** BEGIN Dataset content **

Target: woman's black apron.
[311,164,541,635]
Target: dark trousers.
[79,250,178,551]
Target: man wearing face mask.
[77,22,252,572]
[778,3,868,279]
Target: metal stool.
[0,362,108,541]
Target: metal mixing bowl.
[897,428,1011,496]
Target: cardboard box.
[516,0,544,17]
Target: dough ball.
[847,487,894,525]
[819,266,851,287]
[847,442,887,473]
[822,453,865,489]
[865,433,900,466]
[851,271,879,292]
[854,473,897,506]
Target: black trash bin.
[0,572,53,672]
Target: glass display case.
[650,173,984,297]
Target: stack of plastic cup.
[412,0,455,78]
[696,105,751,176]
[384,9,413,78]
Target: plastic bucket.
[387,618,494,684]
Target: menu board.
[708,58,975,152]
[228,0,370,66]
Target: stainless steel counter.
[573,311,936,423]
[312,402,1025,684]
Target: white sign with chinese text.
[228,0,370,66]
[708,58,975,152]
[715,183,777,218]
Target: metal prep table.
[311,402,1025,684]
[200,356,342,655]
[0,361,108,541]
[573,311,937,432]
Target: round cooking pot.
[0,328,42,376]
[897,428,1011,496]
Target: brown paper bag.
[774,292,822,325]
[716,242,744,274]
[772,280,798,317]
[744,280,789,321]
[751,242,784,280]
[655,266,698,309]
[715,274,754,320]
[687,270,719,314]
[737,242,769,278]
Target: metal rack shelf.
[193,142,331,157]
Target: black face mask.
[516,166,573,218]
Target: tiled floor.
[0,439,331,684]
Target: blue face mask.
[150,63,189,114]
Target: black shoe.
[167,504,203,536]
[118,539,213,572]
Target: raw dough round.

** END Dataset content **

* Task instructions
Rewrite the records above, changing each "face mask" to "face covering" and leaving everything else as it is.

* Exercise result
Target: woman's black apron.
[311,164,541,635]
Target: dark trousers.
[79,250,178,551]
Target: man wearing face covering.
[77,22,252,572]
[778,3,868,279]
Target: metal stool.
[0,362,108,541]
Target: metal mixing bowl.
[897,428,1011,496]
Target: cardboard box.
[516,0,544,17]
Target: dough ball.
[847,487,894,525]
[819,266,851,287]
[847,442,887,473]
[822,453,865,489]
[865,433,900,466]
[851,271,879,292]
[854,473,897,506]
Target: black trash bin.
[0,572,53,672]
Target: glass display case.
[650,173,984,297]
Target: stack of plastic cup.
[412,0,455,78]
[696,105,751,176]
[384,9,413,78]
Target: plastic bucket.
[387,618,494,684]
Target: menu board.
[708,58,975,152]
[228,0,370,66]
Target: stainless steel counter.
[573,311,936,423]
[312,402,1025,684]
Target: white sign with chinese text.
[228,0,370,66]
[708,58,975,152]
[715,183,777,218]
Target: metal prep table.
[311,402,1025,684]
[200,356,342,655]
[0,361,108,541]
[573,311,937,432]
Target: round cooking pot.
[0,328,42,376]
[897,428,1011,496]
Target: brown paper bag.
[774,292,822,325]
[716,242,744,274]
[772,280,798,317]
[744,280,789,321]
[751,242,784,280]
[655,266,698,309]
[715,274,754,320]
[687,270,719,314]
[737,242,769,278]
Target: metal rack shelf.
[193,142,331,157]
Target: black face covering.
[516,166,573,218]
Target: tiled floor.
[0,439,331,684]
Target: blue face covering.
[150,63,189,114]
Target: black shoe.
[167,504,203,536]
[118,539,213,572]
Target: raw dough round.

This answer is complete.